<<<<

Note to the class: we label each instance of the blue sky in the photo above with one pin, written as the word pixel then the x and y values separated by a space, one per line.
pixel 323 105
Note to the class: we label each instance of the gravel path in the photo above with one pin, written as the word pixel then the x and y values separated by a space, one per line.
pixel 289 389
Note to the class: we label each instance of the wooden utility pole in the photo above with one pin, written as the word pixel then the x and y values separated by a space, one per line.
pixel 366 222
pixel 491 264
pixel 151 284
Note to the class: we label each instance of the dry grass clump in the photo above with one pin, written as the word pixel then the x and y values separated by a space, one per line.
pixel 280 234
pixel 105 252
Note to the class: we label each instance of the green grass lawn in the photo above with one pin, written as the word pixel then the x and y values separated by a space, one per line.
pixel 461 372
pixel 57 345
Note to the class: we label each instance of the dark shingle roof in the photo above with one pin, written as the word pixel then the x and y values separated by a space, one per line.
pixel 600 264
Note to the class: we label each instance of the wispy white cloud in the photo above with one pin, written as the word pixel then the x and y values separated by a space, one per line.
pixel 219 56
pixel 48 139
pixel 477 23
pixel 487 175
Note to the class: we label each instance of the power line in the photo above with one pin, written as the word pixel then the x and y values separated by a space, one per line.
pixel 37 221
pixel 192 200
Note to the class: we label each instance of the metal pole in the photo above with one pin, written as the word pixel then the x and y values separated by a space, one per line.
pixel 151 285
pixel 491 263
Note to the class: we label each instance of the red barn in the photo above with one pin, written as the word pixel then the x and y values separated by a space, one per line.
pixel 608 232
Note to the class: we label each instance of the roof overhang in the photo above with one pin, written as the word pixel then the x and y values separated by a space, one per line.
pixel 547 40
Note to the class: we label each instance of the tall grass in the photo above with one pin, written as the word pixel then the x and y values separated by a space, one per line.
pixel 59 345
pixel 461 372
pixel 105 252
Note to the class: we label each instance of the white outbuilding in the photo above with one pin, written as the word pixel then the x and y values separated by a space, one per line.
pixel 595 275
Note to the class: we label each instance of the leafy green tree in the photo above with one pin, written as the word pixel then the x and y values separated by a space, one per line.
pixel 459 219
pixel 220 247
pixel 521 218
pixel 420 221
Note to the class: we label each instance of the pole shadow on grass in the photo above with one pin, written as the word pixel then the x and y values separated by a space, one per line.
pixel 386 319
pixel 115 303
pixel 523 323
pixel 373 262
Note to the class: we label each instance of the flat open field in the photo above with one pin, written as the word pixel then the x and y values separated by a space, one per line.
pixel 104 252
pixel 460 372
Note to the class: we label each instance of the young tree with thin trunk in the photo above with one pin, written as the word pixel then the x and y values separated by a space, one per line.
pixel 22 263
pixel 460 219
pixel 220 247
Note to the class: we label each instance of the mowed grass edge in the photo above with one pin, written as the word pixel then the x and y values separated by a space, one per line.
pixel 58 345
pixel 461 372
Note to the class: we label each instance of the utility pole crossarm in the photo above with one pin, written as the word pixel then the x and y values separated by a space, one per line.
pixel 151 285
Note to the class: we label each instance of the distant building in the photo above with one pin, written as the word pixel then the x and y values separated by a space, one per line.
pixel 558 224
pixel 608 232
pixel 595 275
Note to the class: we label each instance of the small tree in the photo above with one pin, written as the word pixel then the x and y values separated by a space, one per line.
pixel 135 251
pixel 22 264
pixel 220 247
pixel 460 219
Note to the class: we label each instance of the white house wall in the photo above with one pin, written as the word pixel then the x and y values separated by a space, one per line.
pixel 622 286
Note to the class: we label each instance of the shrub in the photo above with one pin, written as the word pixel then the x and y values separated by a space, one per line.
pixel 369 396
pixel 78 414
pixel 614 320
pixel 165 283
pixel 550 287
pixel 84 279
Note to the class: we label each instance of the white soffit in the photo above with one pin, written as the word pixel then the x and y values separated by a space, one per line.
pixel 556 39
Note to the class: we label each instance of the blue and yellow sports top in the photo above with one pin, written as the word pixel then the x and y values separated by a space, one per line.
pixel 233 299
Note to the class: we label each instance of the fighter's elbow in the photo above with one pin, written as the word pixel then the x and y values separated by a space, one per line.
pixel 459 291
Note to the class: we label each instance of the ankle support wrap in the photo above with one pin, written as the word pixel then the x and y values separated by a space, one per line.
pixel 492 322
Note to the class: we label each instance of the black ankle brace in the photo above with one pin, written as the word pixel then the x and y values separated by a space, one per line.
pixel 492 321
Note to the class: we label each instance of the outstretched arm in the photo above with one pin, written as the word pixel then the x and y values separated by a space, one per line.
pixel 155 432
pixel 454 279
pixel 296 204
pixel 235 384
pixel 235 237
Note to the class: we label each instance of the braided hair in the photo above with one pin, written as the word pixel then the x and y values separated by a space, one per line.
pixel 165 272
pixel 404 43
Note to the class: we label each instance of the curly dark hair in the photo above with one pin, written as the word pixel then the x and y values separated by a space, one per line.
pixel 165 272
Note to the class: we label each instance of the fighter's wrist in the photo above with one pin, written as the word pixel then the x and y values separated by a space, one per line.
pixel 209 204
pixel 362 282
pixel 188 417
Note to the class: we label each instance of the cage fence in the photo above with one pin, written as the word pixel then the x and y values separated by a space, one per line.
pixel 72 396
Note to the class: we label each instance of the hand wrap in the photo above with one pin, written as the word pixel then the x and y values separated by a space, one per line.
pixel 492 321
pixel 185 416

>>>>

→ PROBLEM TO SOLVE: An exact transcript of all the records is the expected result.

→ EXERCISE RESULT:
Note to the class: we label each instance of the blue sky in the photo above with one pin, written as the word pixel then the x and y values separated by a space, one per line.
pixel 323 105
Note to the class: we label each instance of the gravel path in the photo above with one pin, written as the word pixel then the x and y values separated by a space, one per line.
pixel 289 389
Note to the class: we label each instance of the wooden utility pole in the photo above with one pin, written as the word pixel then the x and y values separated by a space, one per line.
pixel 366 222
pixel 491 264
pixel 151 284
Note to the class: we label each instance of the dry grass clump in the photo above with one pin, written as the word pixel then the x and y values separated by a space, one per line.
pixel 280 234
pixel 105 252
Note to the class: we label each instance of the green grass lawn in the photo above with one pin, written as the word pixel then the x and y values separated by a space, one per line.
pixel 461 372
pixel 57 345
Note to the class: we label each instance of the dark shingle roof in the photo above with one pin, written as the word pixel then the x and y values separated by a space, one per line.
pixel 600 264
Note to the class: we label each instance of the wispy white cloud in the photo above with one pin, written as the word pixel then the x and y values separated by a space, one per line.
pixel 219 56
pixel 48 139
pixel 477 23
pixel 487 175
Note to the class: we label each instance of the power line in the photo above with one pin, written as the word pixel then the x and y values separated by a space, one per line.
pixel 37 221
pixel 192 200
Note to the class: we label each instance of the metal pole in the photo above with one pin, written as the word pixel then the x and y values separated by a space, one per line.
pixel 151 285
pixel 491 263
Note to the class: we label each instance of the red barn in the photo above with one pin, written as the word pixel then the x and y values separated by a space, one per line.
pixel 608 232
Note to the class: we label each instance of the roof overhang in the photo above with one pin, written as the word pixel then the x and y values separated by a space, one per line.
pixel 547 40
Note to the class: we label each instance of the tall grass in the photo above with one pin, written as the word pixel then the x and y values separated by a space, one per line.
pixel 59 345
pixel 461 372
pixel 105 252
Note to the class: we label each instance of the white outbuilding in the photo above with one pin, written as the word pixel then the x and y values separated by a space, one per line.
pixel 595 275
Note to the class: we label each instance of the leafy green tree in the photo above with one pin, written as the word pixel then the x and y values separated by a space, one per line.
pixel 459 219
pixel 220 247
pixel 521 218
pixel 420 221
Note to the class: we label each instance of the pole shadow on grass in the photo above with one pin, written as the word pixel then the x and y values separated by a space, one per line.
pixel 386 319
pixel 115 303
pixel 523 323
pixel 373 262
Note to the class: we label each instance of the flat open field in the photo above with one pin, written as the word pixel then the x and y values separated by a space, one per line.
pixel 104 252
pixel 460 372
Note to the class: we label each instance of the young tree with thin trunk in the photo above with one pin, written as the word pixel then the x and y values separated by a space, one per line.
pixel 22 263
pixel 460 219
pixel 220 247
Note to the class: we label each instance of the mowed grass edge in the photo above with one pin, written as the word pixel then the x and y values separated by a space, one per line.
pixel 58 345
pixel 461 372
Note to the class: we label each instance of the utility pole crossarm in the photo above with one pin, written as the word pixel then the x and y values separated by a space, one per line.
pixel 151 285
Note to the class: we label each instance of the distant building in the photo above with one pin, written as the word pixel then the x and y values separated by a space, one per line.
pixel 558 224
pixel 608 232
pixel 595 275
Note to the class: we label each instance of the small tree in the photo above with one pin, written as the word pixel then the x and y values separated by a space, one per line.
pixel 135 251
pixel 22 264
pixel 220 247
pixel 460 219
Note to the class: we label each instance of the white house wall in the photo above with one pin, written as the word pixel then the x and y values separated by a space, one per line.
pixel 622 286
Note to the class: we label each instance of the shrub in the photo above with one pin, written as the word pixel then the x and y values separated by a space, one per line.
pixel 369 396
pixel 78 414
pixel 614 320
pixel 165 283
pixel 550 287
pixel 84 279
Note to the class: we label each instance of the white soffit in the photo above with one pin, written as the word pixel then the x and y values separated by a space, one per line.
pixel 556 39
Note to the class: we label each instance of the blue and yellow sports top in the photo above with one pin, written as the word pixel then the x and y values separated by a space, one per line.
pixel 233 299
Note to the class: we label each instance of the fighter's elbow in the photo above with one pin, written as the word pixel then the x and y values separated by a space, one per line.
pixel 459 291
Note to the class: we label each instance of the ankle support wrap in the photo above with one pin, written as the word pixel then the x and y values separated by a space, one per line.
pixel 492 322
Note to the class: we label each instance of the black ankle brace in the photo above with one pin, written as the word pixel then the x and y values separated by a space, one per line.
pixel 492 321
Note to the class: we label each instance of the outstretched arm in the photo above with one pin, written as the word pixel then the x and y values separated by a space, one per line.
pixel 155 432
pixel 454 279
pixel 296 204
pixel 235 384
pixel 235 237
Note to the class: we label each instance of the braided hair in the photo above with one pin, written as the word pixel then the x and y values separated by a space, one per line.
pixel 165 272
pixel 404 43
Note to the class: we label each instance of the curly dark hair in the photo above with one pin, written as the word pixel then the x and y values separated by a space, one per line.
pixel 165 272
Note to the class: we label each instance of the fighter's wrist in the photo above with one pin, written as the word pixel then the x and y values separated by a space, one per line.
pixel 209 204
pixel 362 282
pixel 188 417
Note to the class: we label each instance of the cage fence in the photo above with one pin, written as the word pixel then the x and y values separated by a space, one per line.
pixel 72 396
Note to the class: we label each instance of the hand wrap in the photo above with one pin, written as the word pixel then the x and y values separated by a space, one per line.
pixel 492 321
pixel 185 416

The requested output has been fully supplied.